Aim of the task — Copy out the full listing exactly, omitting any picture it contains.

Provided data —
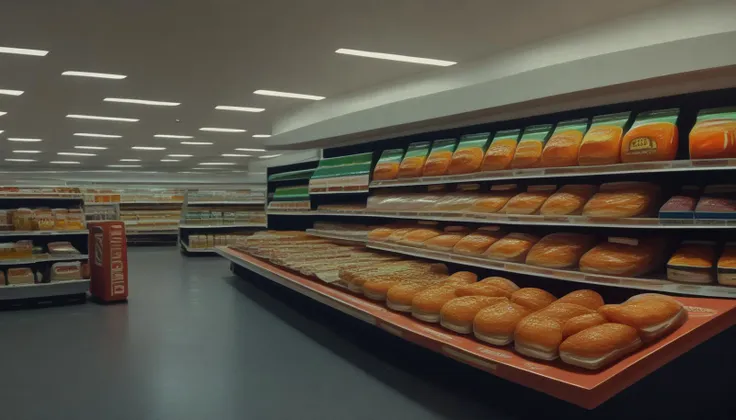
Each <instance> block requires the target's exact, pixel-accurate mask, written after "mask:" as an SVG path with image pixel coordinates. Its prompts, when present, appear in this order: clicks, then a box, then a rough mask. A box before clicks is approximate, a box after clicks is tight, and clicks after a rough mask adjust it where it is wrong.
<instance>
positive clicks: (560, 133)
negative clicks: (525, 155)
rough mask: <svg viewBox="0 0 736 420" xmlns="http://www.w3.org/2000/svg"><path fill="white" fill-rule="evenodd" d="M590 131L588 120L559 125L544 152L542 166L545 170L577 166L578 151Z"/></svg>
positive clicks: (555, 130) (542, 154)
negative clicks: (563, 167)
mask: <svg viewBox="0 0 736 420" xmlns="http://www.w3.org/2000/svg"><path fill="white" fill-rule="evenodd" d="M587 130H588V119H587V118H584V119H578V120H572V121H563V122H561V123H559V124H557V127H555V132H554V133H553V134H552V137H550V138H549V140H547V145H545V146H544V150H543V151H542V166H543V167H545V168H552V167H561V166H577V164H578V151H579V150H580V143H582V142H583V136H585V132H586V131H587Z"/></svg>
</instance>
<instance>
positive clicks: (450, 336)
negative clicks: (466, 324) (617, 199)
mask: <svg viewBox="0 0 736 420" xmlns="http://www.w3.org/2000/svg"><path fill="white" fill-rule="evenodd" d="M216 252H217V253H219V254H220V255H222V256H223V257H225V258H227V259H228V260H230V261H231V262H233V263H235V264H237V265H239V266H242V267H244V268H246V269H248V270H250V271H252V272H254V273H256V274H259V275H261V276H263V277H265V278H268V279H270V280H272V281H274V282H276V283H278V284H281V285H283V286H285V287H288V288H289V289H292V290H294V291H297V292H299V293H301V294H303V295H305V296H308V297H310V298H312V299H315V300H317V301H319V302H321V303H324V304H325V305H328V306H330V307H333V308H335V309H338V310H340V311H342V312H344V313H346V314H348V315H351V316H353V317H355V318H358V319H360V320H362V321H365V322H368V323H370V324H373V325H376V326H378V327H380V328H382V329H384V330H385V331H387V332H389V333H391V334H393V335H396V336H398V337H401V338H403V339H405V340H407V341H411V342H413V343H415V344H418V345H420V346H422V347H425V348H427V349H430V350H433V351H436V352H439V353H442V354H443V355H446V356H448V357H451V358H453V359H455V360H458V361H460V362H463V363H466V364H468V365H471V366H474V367H476V368H478V369H482V370H484V371H486V372H489V373H492V374H494V375H496V376H498V377H501V378H504V379H507V380H509V381H512V382H516V383H518V384H521V385H524V386H526V387H529V388H533V389H535V390H537V391H541V392H544V393H547V394H549V395H552V396H554V397H556V398H560V399H562V400H565V401H568V402H570V403H573V404H576V405H578V406H581V407H584V408H587V409H592V408H595V407H597V406H598V405H600V404H601V403H603V402H604V401H606V400H608V399H609V398H611V397H613V396H614V395H616V394H617V393H619V392H620V391H622V390H623V389H625V388H627V387H628V386H630V385H632V384H634V383H635V382H637V381H638V380H640V379H641V378H643V377H645V376H646V375H648V374H649V373H651V372H653V371H654V370H656V369H658V368H659V367H661V366H663V365H665V364H666V363H668V362H669V361H671V360H673V359H675V358H676V357H678V356H680V355H682V354H684V353H685V352H687V351H688V350H690V349H692V348H693V347H695V346H696V345H698V344H700V343H702V342H704V341H706V340H708V339H709V338H711V337H713V336H714V335H716V334H718V333H719V332H721V331H723V330H725V329H726V328H728V327H730V326H732V325H733V324H734V323H736V300H721V299H707V298H685V297H677V298H676V299H677V300H679V301H680V302H682V303H683V305H685V306H686V308H687V310H688V312H689V319H688V321H687V323H685V325H683V326H682V327H680V328H679V329H678V330H677V331H675V332H674V333H673V334H670V335H669V336H668V337H666V338H664V339H663V340H660V341H658V342H656V343H654V344H652V345H649V346H647V347H645V348H643V349H642V350H640V351H638V352H636V353H634V354H632V355H631V356H629V357H627V358H625V359H623V360H621V361H619V362H618V363H616V364H614V365H611V366H609V367H608V368H606V369H603V370H601V371H597V372H590V371H586V370H583V369H578V368H575V367H572V366H569V365H565V364H564V363H562V362H560V361H557V362H554V363H541V362H537V361H532V360H530V359H526V358H524V357H522V356H519V355H518V354H516V353H515V352H513V351H512V350H511V348H510V347H493V346H488V345H485V344H482V343H480V342H478V341H476V340H474V339H473V338H470V337H467V336H462V335H458V334H455V333H453V332H451V331H448V330H445V329H443V328H441V327H439V326H436V325H434V324H426V323H423V322H420V321H417V320H415V319H414V318H412V317H410V316H407V315H405V314H400V313H396V312H392V311H391V310H389V309H387V308H386V307H384V306H383V305H380V304H378V303H375V302H372V301H369V300H366V299H364V298H362V297H359V296H356V295H353V294H351V293H348V292H345V291H343V290H341V289H337V288H335V287H332V286H329V285H326V284H324V283H322V282H321V281H319V280H313V279H309V278H305V277H303V276H300V275H297V274H294V273H292V272H290V271H288V270H285V269H282V268H279V267H277V266H275V265H272V264H270V263H268V262H265V261H262V260H260V259H258V258H254V257H251V256H249V255H248V254H246V253H243V252H240V251H236V250H233V249H230V248H227V247H217V249H216Z"/></svg>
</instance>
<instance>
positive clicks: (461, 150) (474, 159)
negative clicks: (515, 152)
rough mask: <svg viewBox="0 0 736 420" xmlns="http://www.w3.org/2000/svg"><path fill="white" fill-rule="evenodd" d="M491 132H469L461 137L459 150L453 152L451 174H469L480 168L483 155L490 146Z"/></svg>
mask: <svg viewBox="0 0 736 420" xmlns="http://www.w3.org/2000/svg"><path fill="white" fill-rule="evenodd" d="M489 136H490V133H478V134H467V135H464V136H462V137H461V138H460V144H458V146H457V150H455V153H453V154H452V161H451V162H450V167H449V168H448V169H447V173H448V174H449V175H456V174H469V173H471V172H477V171H479V170H480V166H481V165H482V164H483V155H485V153H486V149H487V148H488V142H489Z"/></svg>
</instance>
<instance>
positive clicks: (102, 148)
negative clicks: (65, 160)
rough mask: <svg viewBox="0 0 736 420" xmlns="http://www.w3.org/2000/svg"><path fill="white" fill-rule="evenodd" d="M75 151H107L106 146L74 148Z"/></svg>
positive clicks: (78, 147) (76, 146) (85, 146)
mask: <svg viewBox="0 0 736 420" xmlns="http://www.w3.org/2000/svg"><path fill="white" fill-rule="evenodd" d="M74 148H75V149H86V150H107V147H104V146H74Z"/></svg>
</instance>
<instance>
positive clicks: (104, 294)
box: [87, 221, 128, 302]
mask: <svg viewBox="0 0 736 420" xmlns="http://www.w3.org/2000/svg"><path fill="white" fill-rule="evenodd" d="M87 228H88V229H89V247H88V253H89V268H90V279H91V283H90V293H92V296H94V297H96V298H97V299H100V300H101V301H103V302H115V301H121V300H126V299H128V246H127V239H126V237H125V224H124V223H123V222H121V221H106V222H87Z"/></svg>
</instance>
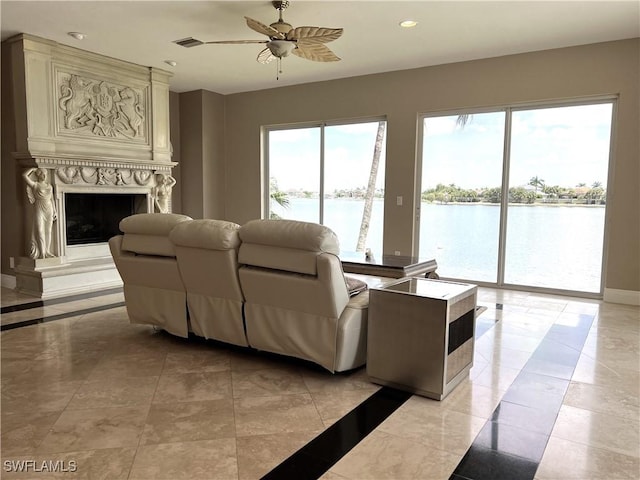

Result of the exercise —
Each <instance> block requires the target's exact, pixel-accurate mask, written after "mask:" as an SVG path with image pixel coordinates. Its prompts, when present, appear in this order: clicks, then a box, then a rough mask. A box before clicks is approximate, a box after clicks is tight, and clicks after a rough mask adjust it where it is wrong.
<instance>
positive clicks: (560, 133)
negative clicks: (525, 155)
rough mask: <svg viewBox="0 0 736 420" xmlns="http://www.w3.org/2000/svg"><path fill="white" fill-rule="evenodd" d="M590 131L588 120L559 125L544 152L542 166L545 170L577 166L578 151Z"/></svg>
positive clicks: (555, 130) (542, 154)
negative clicks: (563, 167)
mask: <svg viewBox="0 0 736 420" xmlns="http://www.w3.org/2000/svg"><path fill="white" fill-rule="evenodd" d="M587 130H588V119H587V118H584V119H578V120H572V121H563V122H561V123H559V124H557V127H555V132H554V133H553V134H552V137H550V138H549V140H547V145H545V146H544V150H543V151H542V166H543V167H545V168H552V167H561V166H577V164H578V151H579V150H580V143H582V142H583V136H585V132H586V131H587Z"/></svg>
</instance>
<instance>
positive clicks: (450, 336)
negative clicks: (466, 324) (617, 199)
mask: <svg viewBox="0 0 736 420" xmlns="http://www.w3.org/2000/svg"><path fill="white" fill-rule="evenodd" d="M216 252H217V253H219V254H220V255H222V256H223V257H225V258H227V259H228V260H230V261H231V262H233V263H235V264H237V265H239V266H242V267H244V268H246V269H248V270H250V271H252V272H254V273H256V274H259V275H261V276H263V277H265V278H268V279H270V280H272V281H274V282H276V283H278V284H281V285H283V286H285V287H288V288H289V289H292V290H294V291H297V292H299V293H301V294H303V295H305V296H308V297H310V298H312V299H315V300H317V301H319V302H321V303H324V304H325V305H328V306H330V307H333V308H335V309H338V310H340V311H342V312H344V313H346V314H348V315H351V316H353V317H355V318H358V319H360V320H362V321H365V322H368V323H370V324H373V325H376V326H378V327H380V328H382V329H384V330H385V331H387V332H389V333H391V334H393V335H396V336H398V337H401V338H403V339H405V340H407V341H411V342H413V343H415V344H418V345H420V346H422V347H425V348H427V349H430V350H433V351H436V352H439V353H442V354H443V355H446V356H448V357H451V358H453V359H455V360H458V361H460V362H463V363H466V364H468V365H471V366H474V367H476V368H478V369H482V370H484V371H486V372H489V373H492V374H494V375H496V376H498V377H501V378H504V379H507V380H509V381H512V382H516V383H518V384H521V385H524V386H526V387H529V388H533V389H535V390H537V391H541V392H544V393H547V394H549V395H552V396H554V397H556V398H560V399H562V400H565V401H568V402H570V403H573V404H576V405H578V406H581V407H584V408H587V409H592V408H595V407H597V406H598V405H600V404H601V403H603V402H604V401H606V400H608V399H609V398H611V397H613V396H614V395H616V394H617V393H619V392H620V391H622V390H623V389H625V388H627V387H628V386H630V385H632V384H634V383H635V382H637V381H638V380H640V379H641V378H643V377H645V376H646V375H648V374H649V373H651V372H653V371H654V370H656V369H658V368H659V367H661V366H663V365H665V364H666V363H668V362H669V361H671V360H673V359H675V358H676V357H678V356H680V355H682V354H684V353H685V352H687V351H688V350H690V349H692V348H693V347H695V346H696V345H698V344H700V343H702V342H704V341H706V340H708V339H709V338H711V337H713V336H714V335H716V334H718V333H719V332H721V331H723V330H725V329H726V328H728V327H730V326H732V325H733V324H734V323H736V300H721V299H707V298H685V297H677V298H676V299H677V300H679V301H680V302H682V303H683V305H685V306H686V308H687V310H688V312H689V319H688V321H687V323H685V325H683V326H682V327H680V328H679V329H678V330H677V331H675V332H674V333H673V334H670V335H669V336H668V337H666V338H664V339H663V340H660V341H658V342H656V343H654V344H652V345H649V346H647V347H645V348H643V349H642V350H640V351H638V352H636V353H634V354H632V355H631V356H629V357H627V358H625V359H623V360H621V361H619V362H618V363H616V364H614V365H611V366H609V367H608V368H606V369H603V370H601V371H597V372H590V371H586V370H583V369H578V368H575V367H572V366H569V365H565V364H564V363H562V362H560V361H557V362H554V363H541V362H537V361H532V360H530V359H526V358H524V357H522V356H519V355H518V354H516V353H515V352H513V351H512V350H511V348H510V347H493V346H488V345H485V344H482V343H480V342H478V341H476V340H474V339H473V338H470V337H467V336H462V335H458V334H455V333H453V332H451V331H448V330H445V329H443V328H441V327H439V326H436V325H434V324H426V323H423V322H420V321H417V320H415V319H414V318H412V317H410V316H407V315H405V314H400V313H396V312H392V311H391V310H389V309H387V308H386V307H384V306H383V305H380V304H378V303H375V302H372V301H369V300H366V299H364V298H362V297H359V296H356V295H353V294H351V293H348V292H345V291H343V290H341V289H337V288H335V287H332V286H329V285H326V284H324V283H322V282H321V281H319V280H313V279H309V278H305V277H303V276H300V275H297V274H294V273H292V272H290V271H288V270H285V269H282V268H279V267H277V266H275V265H272V264H270V263H268V262H265V261H262V260H260V259H258V258H254V257H251V256H249V255H248V254H246V253H243V252H240V251H236V250H233V249H230V248H227V247H217V249H216Z"/></svg>
</instance>
<instance>
positive clicks: (461, 150) (474, 159)
negative clicks: (515, 152)
rough mask: <svg viewBox="0 0 736 420" xmlns="http://www.w3.org/2000/svg"><path fill="white" fill-rule="evenodd" d="M491 132H469L461 137L459 150L453 152L451 174H469L480 168L483 155L490 146Z"/></svg>
mask: <svg viewBox="0 0 736 420" xmlns="http://www.w3.org/2000/svg"><path fill="white" fill-rule="evenodd" d="M489 136H490V133H478V134H467V135H464V136H462V137H461V138H460V144H458V146H457V150H455V153H453V154H452V161H451V162H450V167H449V168H448V169H447V173H448V174H449V175H456V174H469V173H471V172H477V171H479V170H480V166H481V165H482V164H483V155H485V153H486V149H487V148H488V142H489Z"/></svg>
</instance>
<instance>
positive clicks: (102, 148)
negative clicks: (65, 160)
rough mask: <svg viewBox="0 0 736 420" xmlns="http://www.w3.org/2000/svg"><path fill="white" fill-rule="evenodd" d="M75 151H107L106 146L74 148Z"/></svg>
positive clicks: (78, 147) (76, 146) (85, 146)
mask: <svg viewBox="0 0 736 420" xmlns="http://www.w3.org/2000/svg"><path fill="white" fill-rule="evenodd" d="M74 148H75V149H86V150H107V147H104V146H74Z"/></svg>
</instance>
<instance>
positive clicks: (104, 294)
box: [87, 221, 128, 302]
mask: <svg viewBox="0 0 736 420" xmlns="http://www.w3.org/2000/svg"><path fill="white" fill-rule="evenodd" d="M87 228H88V229H89V247H88V253H89V268H90V279H91V283H90V293H92V296H94V297H96V298H97V299H100V300H101V301H103V302H115V301H121V300H126V299H128V246H127V239H126V237H125V224H124V223H123V222H121V221H106V222H87Z"/></svg>
</instance>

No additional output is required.